→ EXERCISE OBJECTIVE: Output only the lines from the one holding "Where can the wet" to the end of the data below, please, copied exactly.

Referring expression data
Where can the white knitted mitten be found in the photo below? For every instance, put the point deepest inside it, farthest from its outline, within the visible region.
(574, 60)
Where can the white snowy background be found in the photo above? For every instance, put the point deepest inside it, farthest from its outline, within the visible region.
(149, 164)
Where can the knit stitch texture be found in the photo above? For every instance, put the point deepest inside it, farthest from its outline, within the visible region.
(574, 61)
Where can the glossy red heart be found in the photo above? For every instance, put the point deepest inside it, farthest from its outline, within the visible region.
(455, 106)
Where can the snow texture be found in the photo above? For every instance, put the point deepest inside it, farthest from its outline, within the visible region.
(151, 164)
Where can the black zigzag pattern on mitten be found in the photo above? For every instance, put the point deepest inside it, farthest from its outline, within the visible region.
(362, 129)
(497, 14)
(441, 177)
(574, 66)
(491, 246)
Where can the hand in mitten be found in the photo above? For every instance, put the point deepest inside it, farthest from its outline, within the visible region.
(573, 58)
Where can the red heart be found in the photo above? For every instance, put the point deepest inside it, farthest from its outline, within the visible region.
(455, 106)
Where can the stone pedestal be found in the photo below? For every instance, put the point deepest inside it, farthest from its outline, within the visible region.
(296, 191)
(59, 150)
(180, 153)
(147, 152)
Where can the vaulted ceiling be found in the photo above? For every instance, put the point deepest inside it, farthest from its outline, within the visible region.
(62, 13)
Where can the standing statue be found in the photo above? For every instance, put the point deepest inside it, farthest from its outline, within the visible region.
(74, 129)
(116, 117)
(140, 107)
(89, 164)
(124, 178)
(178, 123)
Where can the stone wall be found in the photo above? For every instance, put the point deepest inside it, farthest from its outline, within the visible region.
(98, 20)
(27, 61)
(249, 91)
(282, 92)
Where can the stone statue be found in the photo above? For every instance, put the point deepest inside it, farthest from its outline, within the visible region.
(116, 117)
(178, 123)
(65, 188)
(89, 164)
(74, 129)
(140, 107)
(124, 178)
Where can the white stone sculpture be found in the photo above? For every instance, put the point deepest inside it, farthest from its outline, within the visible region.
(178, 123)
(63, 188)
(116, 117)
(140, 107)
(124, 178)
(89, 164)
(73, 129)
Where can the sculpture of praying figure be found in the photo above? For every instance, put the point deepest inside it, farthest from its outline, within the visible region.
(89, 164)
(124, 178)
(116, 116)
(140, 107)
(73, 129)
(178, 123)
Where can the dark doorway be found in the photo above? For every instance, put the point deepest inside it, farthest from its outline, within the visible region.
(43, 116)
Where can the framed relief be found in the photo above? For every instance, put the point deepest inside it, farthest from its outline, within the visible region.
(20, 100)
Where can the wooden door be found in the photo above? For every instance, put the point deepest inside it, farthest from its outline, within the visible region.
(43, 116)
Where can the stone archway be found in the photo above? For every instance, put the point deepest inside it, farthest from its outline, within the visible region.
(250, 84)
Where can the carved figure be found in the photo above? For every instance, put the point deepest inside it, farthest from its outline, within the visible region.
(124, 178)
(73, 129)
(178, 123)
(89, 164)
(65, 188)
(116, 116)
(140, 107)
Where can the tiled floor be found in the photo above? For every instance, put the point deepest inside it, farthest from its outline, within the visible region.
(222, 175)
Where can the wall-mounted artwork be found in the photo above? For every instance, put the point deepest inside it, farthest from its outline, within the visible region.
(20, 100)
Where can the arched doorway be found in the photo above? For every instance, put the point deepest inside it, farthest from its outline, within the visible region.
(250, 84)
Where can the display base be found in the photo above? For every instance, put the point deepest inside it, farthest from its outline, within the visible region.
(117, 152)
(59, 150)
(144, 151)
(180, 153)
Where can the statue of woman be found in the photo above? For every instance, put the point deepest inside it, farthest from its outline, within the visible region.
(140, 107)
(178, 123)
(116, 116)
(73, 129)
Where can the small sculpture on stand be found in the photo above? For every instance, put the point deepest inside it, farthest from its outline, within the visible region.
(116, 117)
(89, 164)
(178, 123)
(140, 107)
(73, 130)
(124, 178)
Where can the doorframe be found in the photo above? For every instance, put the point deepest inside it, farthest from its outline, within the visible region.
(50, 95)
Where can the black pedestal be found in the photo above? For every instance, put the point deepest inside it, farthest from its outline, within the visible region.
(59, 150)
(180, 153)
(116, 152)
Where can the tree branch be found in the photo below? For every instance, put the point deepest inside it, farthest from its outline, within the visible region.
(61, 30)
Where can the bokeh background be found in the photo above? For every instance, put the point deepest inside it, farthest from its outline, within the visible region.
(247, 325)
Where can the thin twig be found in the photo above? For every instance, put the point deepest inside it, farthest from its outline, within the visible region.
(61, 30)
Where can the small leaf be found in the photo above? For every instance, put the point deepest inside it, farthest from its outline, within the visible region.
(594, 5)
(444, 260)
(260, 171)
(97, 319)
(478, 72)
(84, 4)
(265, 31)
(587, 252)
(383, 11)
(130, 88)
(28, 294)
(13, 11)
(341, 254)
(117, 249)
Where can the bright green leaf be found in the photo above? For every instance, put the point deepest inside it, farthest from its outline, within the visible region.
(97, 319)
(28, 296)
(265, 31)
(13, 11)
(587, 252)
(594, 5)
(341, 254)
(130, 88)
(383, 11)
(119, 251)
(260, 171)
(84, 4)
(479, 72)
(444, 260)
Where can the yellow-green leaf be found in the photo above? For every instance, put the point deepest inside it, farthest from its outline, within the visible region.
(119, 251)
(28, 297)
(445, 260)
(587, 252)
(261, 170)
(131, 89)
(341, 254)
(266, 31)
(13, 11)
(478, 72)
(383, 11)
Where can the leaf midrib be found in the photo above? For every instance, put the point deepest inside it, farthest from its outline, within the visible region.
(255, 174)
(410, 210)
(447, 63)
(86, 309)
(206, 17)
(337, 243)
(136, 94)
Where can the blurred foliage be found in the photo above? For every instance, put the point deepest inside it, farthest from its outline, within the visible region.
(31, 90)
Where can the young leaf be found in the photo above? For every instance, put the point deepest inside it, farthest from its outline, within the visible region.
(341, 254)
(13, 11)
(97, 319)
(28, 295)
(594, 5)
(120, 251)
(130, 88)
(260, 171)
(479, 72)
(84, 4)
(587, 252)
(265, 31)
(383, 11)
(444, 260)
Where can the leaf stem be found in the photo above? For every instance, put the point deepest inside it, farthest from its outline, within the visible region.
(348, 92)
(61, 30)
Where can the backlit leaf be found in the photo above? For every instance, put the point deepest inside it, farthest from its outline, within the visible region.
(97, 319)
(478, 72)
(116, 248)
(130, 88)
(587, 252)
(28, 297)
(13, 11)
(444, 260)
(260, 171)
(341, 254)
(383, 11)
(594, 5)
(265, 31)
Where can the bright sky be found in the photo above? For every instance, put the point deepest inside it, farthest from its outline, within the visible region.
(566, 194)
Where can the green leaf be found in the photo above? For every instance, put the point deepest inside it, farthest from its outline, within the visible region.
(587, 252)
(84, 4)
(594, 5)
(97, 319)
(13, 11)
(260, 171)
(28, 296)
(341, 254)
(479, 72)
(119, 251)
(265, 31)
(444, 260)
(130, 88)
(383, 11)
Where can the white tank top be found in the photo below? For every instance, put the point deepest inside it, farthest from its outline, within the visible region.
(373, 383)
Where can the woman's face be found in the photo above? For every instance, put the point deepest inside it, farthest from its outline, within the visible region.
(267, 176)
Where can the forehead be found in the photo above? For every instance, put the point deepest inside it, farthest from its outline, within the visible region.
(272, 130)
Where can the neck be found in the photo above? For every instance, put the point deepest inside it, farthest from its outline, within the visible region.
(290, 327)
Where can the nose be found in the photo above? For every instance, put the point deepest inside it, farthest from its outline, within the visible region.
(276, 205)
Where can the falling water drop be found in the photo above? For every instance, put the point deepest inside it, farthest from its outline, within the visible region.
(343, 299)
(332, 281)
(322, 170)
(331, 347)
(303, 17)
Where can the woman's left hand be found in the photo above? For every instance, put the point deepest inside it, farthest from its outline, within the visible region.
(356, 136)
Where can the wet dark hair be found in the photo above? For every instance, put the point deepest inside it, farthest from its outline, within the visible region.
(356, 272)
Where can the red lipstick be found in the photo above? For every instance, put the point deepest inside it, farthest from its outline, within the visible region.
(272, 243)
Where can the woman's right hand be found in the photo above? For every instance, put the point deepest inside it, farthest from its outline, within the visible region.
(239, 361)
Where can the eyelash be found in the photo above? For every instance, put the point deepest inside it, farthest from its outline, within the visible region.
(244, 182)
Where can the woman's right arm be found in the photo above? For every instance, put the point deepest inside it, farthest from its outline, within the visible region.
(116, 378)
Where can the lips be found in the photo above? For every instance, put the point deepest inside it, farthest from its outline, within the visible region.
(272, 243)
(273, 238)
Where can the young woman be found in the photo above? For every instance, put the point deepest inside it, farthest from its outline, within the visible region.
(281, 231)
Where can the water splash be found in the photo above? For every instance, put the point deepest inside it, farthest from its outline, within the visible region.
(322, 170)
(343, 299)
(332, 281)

→ TASK RESULT:
Where can the wet dark hair be found in the photo above? For every instance, put the point deepest inside it, farthest from its outline, within the visible region.
(356, 272)
Where can the red lipstick be found in the photo above? For every instance, put the point deepest inside it, farthest from its outline, within the visible region.
(272, 243)
Where can the woman's right hand be found in the photo above? For every instance, put the point deepest inside it, farthest from its outline, within the visible region.
(239, 361)
Where can the eyelash be found in the photo above? For every instance, put the point deepest inside it, farthest from its outline, within the visible region.
(244, 182)
Where can the woman's right arm be found in the photo above? For every instance, put the point deepest inside it, farthest from its outline, within the visible region.
(116, 378)
Where can the lips be found in the photo above? For every instance, put the point deepest inside it, farthest from its outline, within the visible region.
(272, 243)
(273, 238)
Where can the young woman be found in the photo above? For every instance, put the point deepest inside it, farthest from its outline, within the visible region.
(281, 231)
Where can the water splash be found in the photo above? For every instance, put the point deepest inside it, farthest from its outline, within the visible region.
(322, 170)
(343, 299)
(332, 281)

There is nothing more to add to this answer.